*EXERCISE*: In all rows below, substitute "trace" for every occurrence of "draw" and leave every other character unchanged. Reproduce the rows without the pictures.

*Region annotation entries*:
_ _ _ _
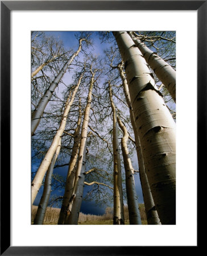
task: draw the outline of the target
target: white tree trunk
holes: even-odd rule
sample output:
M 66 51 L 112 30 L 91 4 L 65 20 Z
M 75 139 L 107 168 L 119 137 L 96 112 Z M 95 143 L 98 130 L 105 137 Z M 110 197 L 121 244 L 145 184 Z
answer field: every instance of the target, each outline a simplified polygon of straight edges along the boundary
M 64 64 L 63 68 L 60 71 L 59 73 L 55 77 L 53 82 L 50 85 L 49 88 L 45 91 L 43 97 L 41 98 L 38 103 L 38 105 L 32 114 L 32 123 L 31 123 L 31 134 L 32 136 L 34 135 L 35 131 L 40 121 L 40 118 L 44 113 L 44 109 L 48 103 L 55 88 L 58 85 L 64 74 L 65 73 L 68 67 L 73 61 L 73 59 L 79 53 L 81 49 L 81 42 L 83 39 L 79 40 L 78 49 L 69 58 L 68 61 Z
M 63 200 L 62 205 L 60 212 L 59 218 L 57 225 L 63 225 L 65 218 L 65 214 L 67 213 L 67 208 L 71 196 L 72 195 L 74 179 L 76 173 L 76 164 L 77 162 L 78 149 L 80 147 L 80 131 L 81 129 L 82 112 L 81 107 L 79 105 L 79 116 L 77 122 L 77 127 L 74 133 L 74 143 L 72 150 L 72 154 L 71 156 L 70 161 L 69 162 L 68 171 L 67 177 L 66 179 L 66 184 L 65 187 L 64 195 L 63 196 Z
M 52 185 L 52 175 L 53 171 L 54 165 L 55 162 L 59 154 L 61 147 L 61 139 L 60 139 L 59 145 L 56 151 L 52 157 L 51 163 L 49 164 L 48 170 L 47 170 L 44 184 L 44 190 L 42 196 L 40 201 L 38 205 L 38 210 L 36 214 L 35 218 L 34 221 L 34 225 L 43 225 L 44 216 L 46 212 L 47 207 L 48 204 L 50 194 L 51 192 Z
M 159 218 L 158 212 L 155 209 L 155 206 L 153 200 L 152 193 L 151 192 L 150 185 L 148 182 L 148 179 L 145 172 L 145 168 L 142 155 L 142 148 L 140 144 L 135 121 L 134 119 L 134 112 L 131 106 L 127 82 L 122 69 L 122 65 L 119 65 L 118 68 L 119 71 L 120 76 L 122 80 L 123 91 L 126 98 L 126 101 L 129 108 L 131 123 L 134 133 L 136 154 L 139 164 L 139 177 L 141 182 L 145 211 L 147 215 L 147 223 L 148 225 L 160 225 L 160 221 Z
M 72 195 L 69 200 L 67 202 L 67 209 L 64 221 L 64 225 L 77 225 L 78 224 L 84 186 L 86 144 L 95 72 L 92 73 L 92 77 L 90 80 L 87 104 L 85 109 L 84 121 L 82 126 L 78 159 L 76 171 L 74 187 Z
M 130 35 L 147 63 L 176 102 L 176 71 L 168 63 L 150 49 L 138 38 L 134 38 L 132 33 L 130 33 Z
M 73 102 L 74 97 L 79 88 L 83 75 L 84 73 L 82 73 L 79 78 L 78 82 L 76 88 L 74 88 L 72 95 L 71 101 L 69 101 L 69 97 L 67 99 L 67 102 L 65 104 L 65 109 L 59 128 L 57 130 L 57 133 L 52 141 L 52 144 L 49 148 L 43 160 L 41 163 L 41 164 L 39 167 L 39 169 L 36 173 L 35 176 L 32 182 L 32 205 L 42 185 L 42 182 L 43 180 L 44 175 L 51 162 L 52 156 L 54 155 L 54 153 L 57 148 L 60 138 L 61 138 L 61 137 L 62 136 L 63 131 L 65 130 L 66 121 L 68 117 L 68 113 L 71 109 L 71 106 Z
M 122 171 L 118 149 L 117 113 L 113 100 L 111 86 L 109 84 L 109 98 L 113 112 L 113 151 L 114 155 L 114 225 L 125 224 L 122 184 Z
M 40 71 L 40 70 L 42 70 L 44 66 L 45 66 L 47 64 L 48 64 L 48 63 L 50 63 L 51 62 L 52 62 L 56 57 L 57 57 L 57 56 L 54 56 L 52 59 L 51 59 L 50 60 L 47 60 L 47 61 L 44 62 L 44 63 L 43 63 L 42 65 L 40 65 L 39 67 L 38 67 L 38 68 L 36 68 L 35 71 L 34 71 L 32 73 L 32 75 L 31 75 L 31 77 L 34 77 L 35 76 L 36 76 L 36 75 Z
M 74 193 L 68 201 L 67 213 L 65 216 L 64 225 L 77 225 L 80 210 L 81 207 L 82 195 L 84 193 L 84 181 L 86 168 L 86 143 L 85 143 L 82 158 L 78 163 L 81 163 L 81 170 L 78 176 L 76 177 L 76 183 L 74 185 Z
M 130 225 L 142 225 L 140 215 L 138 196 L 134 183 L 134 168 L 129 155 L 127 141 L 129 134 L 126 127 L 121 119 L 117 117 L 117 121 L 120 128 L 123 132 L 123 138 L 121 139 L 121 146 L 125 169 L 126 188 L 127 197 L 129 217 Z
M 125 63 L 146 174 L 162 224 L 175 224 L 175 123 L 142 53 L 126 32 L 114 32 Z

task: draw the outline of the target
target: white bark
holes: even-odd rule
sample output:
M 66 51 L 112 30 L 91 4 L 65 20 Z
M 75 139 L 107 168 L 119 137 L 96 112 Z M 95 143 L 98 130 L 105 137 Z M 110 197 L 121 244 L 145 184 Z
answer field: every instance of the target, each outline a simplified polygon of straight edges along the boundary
_ _ _ _
*ANSWER FOR THIS EXERCISE*:
task: trace the outline of the target
target: white tree trunk
holes: even-odd rule
sample output:
M 66 51 L 112 30 L 91 4 L 65 20 Z
M 75 139 L 107 168 L 119 137 L 96 112 Z M 95 143 L 98 130 L 105 137 Z M 110 197 L 121 244 L 145 184 Z
answer field: every instance of the target, each outline a simplified polygon of straight edges along the boundary
M 64 64 L 63 68 L 60 71 L 59 73 L 55 77 L 53 82 L 50 85 L 49 88 L 45 91 L 43 97 L 41 98 L 38 103 L 38 105 L 32 114 L 32 123 L 31 123 L 31 134 L 32 136 L 34 135 L 35 131 L 40 121 L 40 118 L 44 113 L 44 109 L 48 103 L 55 88 L 58 85 L 64 74 L 65 73 L 68 67 L 73 61 L 73 59 L 79 53 L 81 49 L 81 42 L 83 39 L 79 40 L 78 49 L 69 58 L 68 61 Z
M 63 200 L 62 205 L 60 212 L 59 218 L 57 225 L 63 225 L 65 218 L 65 214 L 67 213 L 67 208 L 71 196 L 72 195 L 74 179 L 76 173 L 76 164 L 77 162 L 78 149 L 80 147 L 80 131 L 81 129 L 82 112 L 81 107 L 79 105 L 79 116 L 77 122 L 77 127 L 74 133 L 74 143 L 72 150 L 72 154 L 71 156 L 70 161 L 69 162 L 68 171 L 67 177 L 66 179 L 66 184 L 65 187 L 64 195 L 63 196 Z
M 52 185 L 52 175 L 53 171 L 54 165 L 55 162 L 59 154 L 61 147 L 61 139 L 60 139 L 59 145 L 56 151 L 52 157 L 51 163 L 49 164 L 48 170 L 47 170 L 44 184 L 44 190 L 42 196 L 40 201 L 38 205 L 38 210 L 36 214 L 35 218 L 34 221 L 34 225 L 43 225 L 44 216 L 46 212 L 47 207 L 48 204 L 50 194 L 51 192 Z
M 159 218 L 158 212 L 155 209 L 155 206 L 153 200 L 152 193 L 151 192 L 150 185 L 148 182 L 148 179 L 145 172 L 145 168 L 142 155 L 142 148 L 140 144 L 135 121 L 134 119 L 134 112 L 131 106 L 127 82 L 122 69 L 122 65 L 119 65 L 118 68 L 119 71 L 120 76 L 122 80 L 123 91 L 126 98 L 126 101 L 129 108 L 131 123 L 134 133 L 136 154 L 139 164 L 139 177 L 141 182 L 145 211 L 147 215 L 147 223 L 148 225 L 160 225 L 160 221 Z
M 72 195 L 69 200 L 67 202 L 67 209 L 64 221 L 64 225 L 77 225 L 78 224 L 84 186 L 86 144 L 95 72 L 92 73 L 92 77 L 90 80 L 87 104 L 85 109 L 84 121 L 82 126 L 78 159 L 76 171 L 74 187 Z
M 130 35 L 147 63 L 176 102 L 176 71 L 168 63 L 150 49 L 138 38 L 134 38 L 132 33 L 130 33 Z
M 73 102 L 74 97 L 79 88 L 83 75 L 84 73 L 82 73 L 79 78 L 78 82 L 76 88 L 74 88 L 72 95 L 71 101 L 69 101 L 69 97 L 67 99 L 67 102 L 65 104 L 65 109 L 59 128 L 57 130 L 57 133 L 52 141 L 52 144 L 49 148 L 43 160 L 41 163 L 41 164 L 39 167 L 39 169 L 36 173 L 35 176 L 32 182 L 32 205 L 42 185 L 42 182 L 43 180 L 44 175 L 51 162 L 52 156 L 54 155 L 54 153 L 57 148 L 60 138 L 61 138 L 61 137 L 62 136 L 63 131 L 65 130 L 66 121 L 68 117 L 68 113 L 71 109 L 71 106 Z
M 122 171 L 118 149 L 117 113 L 113 100 L 111 86 L 109 84 L 109 98 L 113 112 L 113 151 L 114 155 L 114 225 L 125 224 L 122 184 Z
M 40 71 L 40 70 L 42 70 L 44 66 L 45 66 L 47 64 L 48 64 L 48 63 L 50 63 L 51 62 L 52 62 L 56 57 L 57 57 L 57 56 L 54 56 L 52 59 L 51 59 L 50 60 L 47 60 L 47 61 L 44 62 L 44 63 L 43 63 L 42 65 L 40 65 L 39 67 L 38 67 L 38 68 L 36 68 L 35 71 L 34 71 L 32 73 L 32 75 L 31 75 L 31 77 L 34 77 L 35 76 L 36 76 L 36 75 Z
M 74 193 L 68 201 L 67 213 L 65 216 L 64 225 L 77 225 L 80 210 L 81 207 L 82 195 L 84 193 L 84 181 L 86 168 L 86 143 L 85 143 L 82 158 L 78 163 L 81 163 L 81 170 L 78 176 L 76 177 L 76 183 L 74 185 Z
M 130 225 L 142 225 L 140 215 L 138 196 L 134 183 L 134 168 L 129 155 L 127 141 L 129 134 L 126 127 L 121 119 L 117 117 L 117 121 L 120 128 L 123 132 L 123 138 L 121 139 L 121 146 L 125 169 L 126 188 L 127 197 L 129 217 Z
M 125 63 L 146 174 L 162 224 L 175 224 L 175 123 L 142 53 L 126 32 L 114 32 Z

task: trace the outline of the target
target: white bark
holes: even-odd rule
sample output:
M 66 51 L 112 30 L 91 4 L 65 20 Z
M 75 139 L 107 168 L 119 137 L 96 112 Z M 95 143 L 98 130 L 105 137 Z M 110 197 L 121 244 L 145 184 Z
answer field: every instance of the target, each outline a simplified polygon of straight edges along the boundary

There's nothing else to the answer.